◆ EXCERPT
--- START ---

Postby Warren S » Thu Aug 14, 2014 6:53 pm

Another strategy or procedure is called "the Antidote". I got this from an article a psychiatrist named Stephen Phillipson wrote. Here is a link to it http://www.ocdonline.com/#!thinking-the-unthinkable/c1arh He is an expert in treating more rare forms of OCD like Pure-O. This is how he explains the antidote procedure. (by the way, the "spike" just means the point in which you feel the anxiety, right before any kind of compulsion)

The Antidote:​​​​​​​​​​​​​​​​​​​
The spike often presents itself as a paramount question or disastrous scenario. A response that answers the spike in a way that leaves ambiguity is sometimes warranted. "If I don't remember what I had for breakfast yesterday my mother will die of cancer!" Using the antidote procedure, a cognitive response would be one in which the subject accepts this possibility and is willing to take the risk of his mother dying of cancer or the question recurring for eternity. No effort is expended in directly answering the question in an effort to find resolution. In another example, the spike would be, "Maybe I said something offensive to my boss yesterday." A recommended response would be, "Maybe I did. I'll live with the possibility and take the risk he'll fire me tomorrow." Using this procedure, it is imperative that the distinction be made between the therapeutic response and rumination. The therapeutic response does not seek to answer the question but to accept the uncertainty of the unsolved dilemma.

--- END ---

◆ DATA FOR REVIEW

--- START ---

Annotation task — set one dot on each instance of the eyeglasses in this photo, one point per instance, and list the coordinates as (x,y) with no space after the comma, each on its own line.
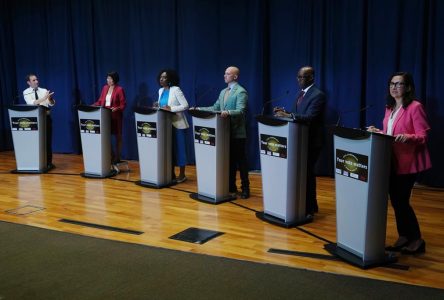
(396,85)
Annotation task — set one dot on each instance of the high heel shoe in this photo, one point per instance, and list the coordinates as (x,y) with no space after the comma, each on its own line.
(415,247)
(398,245)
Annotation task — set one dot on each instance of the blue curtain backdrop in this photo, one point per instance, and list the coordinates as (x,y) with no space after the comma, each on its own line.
(353,45)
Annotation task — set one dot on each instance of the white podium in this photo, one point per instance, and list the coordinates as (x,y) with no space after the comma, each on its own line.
(362,170)
(283,155)
(28,128)
(154,144)
(95,134)
(212,149)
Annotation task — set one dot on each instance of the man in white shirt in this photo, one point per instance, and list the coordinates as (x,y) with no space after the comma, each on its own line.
(35,95)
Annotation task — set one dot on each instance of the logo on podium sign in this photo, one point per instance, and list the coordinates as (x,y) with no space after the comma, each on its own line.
(24,123)
(146,129)
(205,135)
(352,165)
(273,145)
(90,126)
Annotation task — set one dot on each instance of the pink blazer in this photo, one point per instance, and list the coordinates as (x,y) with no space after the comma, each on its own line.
(117,101)
(412,156)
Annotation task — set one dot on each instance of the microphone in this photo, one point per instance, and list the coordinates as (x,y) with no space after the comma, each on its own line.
(202,95)
(273,100)
(352,110)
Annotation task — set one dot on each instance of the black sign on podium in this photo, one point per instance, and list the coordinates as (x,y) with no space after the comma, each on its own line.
(154,130)
(95,134)
(362,170)
(283,155)
(28,127)
(211,135)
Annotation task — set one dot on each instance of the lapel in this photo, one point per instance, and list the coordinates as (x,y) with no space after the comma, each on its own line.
(170,97)
(230,96)
(398,117)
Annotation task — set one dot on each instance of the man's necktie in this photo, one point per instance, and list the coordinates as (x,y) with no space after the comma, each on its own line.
(227,93)
(300,97)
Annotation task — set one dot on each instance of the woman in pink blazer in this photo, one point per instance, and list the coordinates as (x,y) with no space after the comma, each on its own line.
(406,120)
(113,97)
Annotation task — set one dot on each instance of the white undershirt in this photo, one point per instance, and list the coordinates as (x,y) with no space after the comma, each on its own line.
(391,120)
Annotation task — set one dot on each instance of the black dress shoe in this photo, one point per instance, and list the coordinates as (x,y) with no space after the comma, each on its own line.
(415,247)
(398,245)
(245,194)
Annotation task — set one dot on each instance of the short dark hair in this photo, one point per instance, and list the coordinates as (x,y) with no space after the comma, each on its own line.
(28,77)
(172,77)
(409,85)
(114,75)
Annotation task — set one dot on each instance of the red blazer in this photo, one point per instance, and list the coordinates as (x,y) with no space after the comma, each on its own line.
(117,101)
(412,156)
(117,98)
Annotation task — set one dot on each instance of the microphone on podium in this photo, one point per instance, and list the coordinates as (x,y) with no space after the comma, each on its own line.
(351,111)
(273,100)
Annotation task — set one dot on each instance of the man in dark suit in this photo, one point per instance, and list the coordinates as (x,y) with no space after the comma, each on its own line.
(309,106)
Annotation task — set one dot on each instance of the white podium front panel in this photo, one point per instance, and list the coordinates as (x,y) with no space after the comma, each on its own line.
(361,174)
(212,147)
(28,127)
(95,134)
(154,144)
(283,159)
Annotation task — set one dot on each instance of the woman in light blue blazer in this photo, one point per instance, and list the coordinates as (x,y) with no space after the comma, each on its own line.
(172,98)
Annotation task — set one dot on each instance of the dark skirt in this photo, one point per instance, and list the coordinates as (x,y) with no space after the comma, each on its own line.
(180,147)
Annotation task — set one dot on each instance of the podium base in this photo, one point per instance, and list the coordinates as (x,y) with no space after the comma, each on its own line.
(202,198)
(357,261)
(279,222)
(95,176)
(153,185)
(44,170)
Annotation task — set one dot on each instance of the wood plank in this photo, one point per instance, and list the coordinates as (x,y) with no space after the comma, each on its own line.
(162,213)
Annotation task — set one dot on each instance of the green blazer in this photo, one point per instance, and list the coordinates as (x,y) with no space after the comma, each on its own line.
(236,105)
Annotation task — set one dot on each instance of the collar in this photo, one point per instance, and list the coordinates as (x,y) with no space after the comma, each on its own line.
(232,84)
(307,88)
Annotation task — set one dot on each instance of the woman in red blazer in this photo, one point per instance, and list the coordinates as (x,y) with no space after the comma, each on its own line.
(406,120)
(113,97)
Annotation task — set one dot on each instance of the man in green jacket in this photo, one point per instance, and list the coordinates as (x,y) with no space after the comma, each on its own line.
(232,103)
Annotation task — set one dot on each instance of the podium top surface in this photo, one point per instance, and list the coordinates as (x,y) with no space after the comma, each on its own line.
(204,114)
(356,133)
(145,110)
(90,108)
(26,107)
(277,121)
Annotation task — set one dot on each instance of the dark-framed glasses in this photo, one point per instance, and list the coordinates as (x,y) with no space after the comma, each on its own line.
(396,85)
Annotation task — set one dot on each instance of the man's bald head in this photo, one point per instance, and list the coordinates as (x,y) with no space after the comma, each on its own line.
(231,74)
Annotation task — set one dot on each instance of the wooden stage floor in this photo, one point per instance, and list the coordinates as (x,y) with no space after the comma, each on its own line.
(43,200)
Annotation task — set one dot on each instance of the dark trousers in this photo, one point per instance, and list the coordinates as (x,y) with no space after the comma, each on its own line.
(400,190)
(48,139)
(238,160)
(311,205)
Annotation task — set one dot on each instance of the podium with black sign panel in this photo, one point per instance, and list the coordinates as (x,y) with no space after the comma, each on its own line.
(362,161)
(28,127)
(283,156)
(95,134)
(212,149)
(154,130)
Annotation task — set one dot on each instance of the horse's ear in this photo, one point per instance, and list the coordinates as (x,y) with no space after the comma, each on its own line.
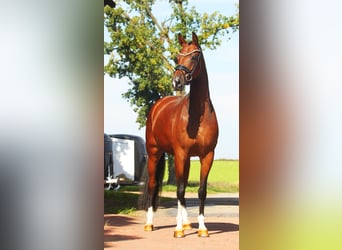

--- END ---

◆ APPLY WHAT YOU READ
**a.** Answer each question from the post on the Antidote.
(i) Who wrote the article from which the Antidote procedure was taken, and what is his profession?
(ii) What does the "spike" mean?
(iii) According to the final sentence, what does the therapeutic response seek to do instead of answering the question?
**b.** Carry on the post on the Antidote from its last sentence.
The rows play no part in this work.

◆ ANSWERS TO EACH TASK
**a.**
(i) Stephen Phillipson, a psychiatrist.
(ii) The point at which you feel the anxiety, right before any kind of compulsion.
(iii) To accept the uncertainty of the unsolved dilemma.

**b.**
So to apply this to the fear of having or getting schizophrenia you would accept the possibility that you might have schizophrenia, and that you might get it sometime in the future. I believe that I did do this after doing research about schizophrenia. I didn't know about this procedure at the time but I guess I came up with the idea on my own, and it really did help.